** START **
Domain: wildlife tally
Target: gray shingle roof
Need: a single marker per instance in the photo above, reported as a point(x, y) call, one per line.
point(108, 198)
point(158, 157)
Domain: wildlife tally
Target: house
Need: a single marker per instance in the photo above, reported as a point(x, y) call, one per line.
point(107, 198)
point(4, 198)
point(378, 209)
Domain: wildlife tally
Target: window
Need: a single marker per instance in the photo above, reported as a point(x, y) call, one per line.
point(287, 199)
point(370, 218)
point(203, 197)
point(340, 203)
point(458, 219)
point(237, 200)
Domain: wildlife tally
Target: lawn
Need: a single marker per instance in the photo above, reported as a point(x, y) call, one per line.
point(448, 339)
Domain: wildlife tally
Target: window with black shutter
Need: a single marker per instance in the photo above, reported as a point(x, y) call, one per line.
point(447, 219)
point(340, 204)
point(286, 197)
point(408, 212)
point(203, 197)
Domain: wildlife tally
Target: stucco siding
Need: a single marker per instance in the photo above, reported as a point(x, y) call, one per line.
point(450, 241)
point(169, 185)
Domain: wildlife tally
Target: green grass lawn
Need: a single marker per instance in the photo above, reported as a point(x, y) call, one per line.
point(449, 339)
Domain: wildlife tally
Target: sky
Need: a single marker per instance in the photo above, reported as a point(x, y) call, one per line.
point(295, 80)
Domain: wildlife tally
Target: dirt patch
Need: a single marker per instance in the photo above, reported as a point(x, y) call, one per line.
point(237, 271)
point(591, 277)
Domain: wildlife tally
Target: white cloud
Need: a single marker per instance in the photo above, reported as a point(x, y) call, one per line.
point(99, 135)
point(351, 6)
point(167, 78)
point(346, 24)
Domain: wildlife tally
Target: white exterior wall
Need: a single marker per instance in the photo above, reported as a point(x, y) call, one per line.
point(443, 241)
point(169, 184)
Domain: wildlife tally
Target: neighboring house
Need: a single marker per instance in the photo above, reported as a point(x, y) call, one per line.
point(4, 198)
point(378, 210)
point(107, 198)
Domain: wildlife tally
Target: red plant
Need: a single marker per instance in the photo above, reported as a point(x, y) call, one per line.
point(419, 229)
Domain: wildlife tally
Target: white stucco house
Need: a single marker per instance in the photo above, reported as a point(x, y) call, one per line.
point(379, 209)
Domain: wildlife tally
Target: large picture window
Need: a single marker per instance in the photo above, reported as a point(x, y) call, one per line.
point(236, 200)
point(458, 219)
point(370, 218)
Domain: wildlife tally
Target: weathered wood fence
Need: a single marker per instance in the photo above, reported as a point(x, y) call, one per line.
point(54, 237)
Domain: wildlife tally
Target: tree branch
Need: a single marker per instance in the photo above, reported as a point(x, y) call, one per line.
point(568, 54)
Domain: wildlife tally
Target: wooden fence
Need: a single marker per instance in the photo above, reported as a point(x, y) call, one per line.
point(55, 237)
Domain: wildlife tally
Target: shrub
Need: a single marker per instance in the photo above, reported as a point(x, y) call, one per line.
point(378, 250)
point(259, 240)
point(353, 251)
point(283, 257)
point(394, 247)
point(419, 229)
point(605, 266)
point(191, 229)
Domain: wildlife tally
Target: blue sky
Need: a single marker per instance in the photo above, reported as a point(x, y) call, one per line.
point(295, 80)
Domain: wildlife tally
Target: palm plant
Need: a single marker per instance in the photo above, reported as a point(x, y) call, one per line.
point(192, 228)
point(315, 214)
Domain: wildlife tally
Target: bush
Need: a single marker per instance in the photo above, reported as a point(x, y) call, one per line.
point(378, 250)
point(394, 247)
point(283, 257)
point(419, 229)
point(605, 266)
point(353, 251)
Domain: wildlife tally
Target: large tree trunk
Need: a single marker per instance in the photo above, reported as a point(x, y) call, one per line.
** END **
> **INSTRUCTIONS TO FOLLOW**
Set down all of the data above, word for word.

> **WRITTEN ANSWER**
Domain: wildlife tally
Target: gray shingle roof
Need: a single marker per instance in the photo above, reported as a point(x, y) call, one per line.
point(108, 198)
point(158, 157)
Domain: wildlife tally
Target: house
Need: a single marker per instance in the photo above, reported as a point(x, y) call, one per line.
point(107, 198)
point(4, 198)
point(378, 209)
Domain: wildlife tally
Target: window
Need: a single marker per instance in the photo above, reported as a point(x, y) call, one per line.
point(287, 199)
point(370, 218)
point(203, 197)
point(340, 203)
point(458, 219)
point(237, 200)
Domain: wildlife tally
Target: lawn
Need: a single marker per instance in the photo above, reported as a point(x, y) call, one per line.
point(448, 339)
Domain: wildlife tally
Target: window with black shutter
Need: a single marker per instance in the photo above, reported as a point(x, y) call, one per line.
point(447, 219)
point(340, 204)
point(286, 197)
point(408, 212)
point(203, 197)
Domain: wildlife tally
Target: stucco siding
Need: a single marker per instance in the photo above, reported as a point(x, y) call, one per line.
point(450, 241)
point(169, 185)
Domain: wildlife tally
Target: green grass lawn
Need: a single marker per instance in the photo above, reported as a point(x, y) call, one per line.
point(449, 339)
Domain: wildlife tally
Target: sky
Need: a single marker per instance in the photo above, reported as a point(x, y) call, one per line.
point(295, 80)
Domain: wildlife tally
Target: dirt patch
Need: a single marker per instance in the photo above, reported as a point(x, y) call, one per line.
point(237, 271)
point(591, 277)
Domain: wildlife tally
Target: white cloud
Need: a single marker per instance in the photo above, reported as a point(x, y) call, one per line.
point(99, 135)
point(351, 6)
point(167, 78)
point(346, 24)
Domain: wildlife tally
Target: white exterior wall
Need: a single marker per instance in the photo above, reported as a point(x, y) call, one per line.
point(443, 241)
point(169, 184)
Domain: wildlife tally
Target: neighboring house
Need: a single marker per instance in the photo above, reported as a point(x, y) call, one per line.
point(4, 198)
point(378, 210)
point(107, 198)
Domain: wildlife tally
Target: red plant
Need: a single marker per instance in the photo above, reported as a point(x, y) call, one per line.
point(419, 229)
Domain: wildlife tally
Target: white stucco house
Need: a single marker per instance in the photo above, reported as a point(x, y) call, one per line.
point(379, 209)
Domain: wildlife tally
Target: large picture window
Need: a single marker per instance in the photo above, reported as a point(x, y) call, one per line.
point(236, 200)
point(458, 219)
point(370, 218)
Domain: wildlife tally
Target: weathered wood fence
Need: a single marker per instance in the photo above, reported as a point(x, y) call, one per line.
point(54, 237)
Domain: wildlife tally
Target: tree branch
Need: a single marker per instance in the photo above, reported as a point(x, y) call, one per line.
point(568, 54)
Domain: wildlife tally
Target: wooden fence
Need: a single marker per instance in the photo above, reported as a point(x, y) call, one per line.
point(55, 237)
Domain: wildlife tally
Target: shrub
Need: a single marker per instance in the photo above, reported as a point(x, y) call, one per line.
point(378, 250)
point(259, 240)
point(353, 251)
point(283, 257)
point(394, 247)
point(419, 229)
point(605, 266)
point(191, 229)
Domain: wildlife tally
Target: blue sky
Need: a single marker per instance in the photo above, reported as a point(x, y) call, one per line.
point(295, 80)
Domain: wildlife tally
Target: palm plant
Need: a single marker per instance in the photo above, reported as a point(x, y) call, one per line.
point(192, 228)
point(315, 214)
Domain: wildlife tally
Target: bush
Need: a single marker per instance in the photo above, reported as a point(x, y) call, one per line.
point(378, 250)
point(394, 247)
point(283, 257)
point(419, 229)
point(605, 266)
point(353, 251)
Domain: wildlife tally
Target: large tree trunk
Need: a single marker per instance in the photo above, reported as a point(x, y) call, one per line.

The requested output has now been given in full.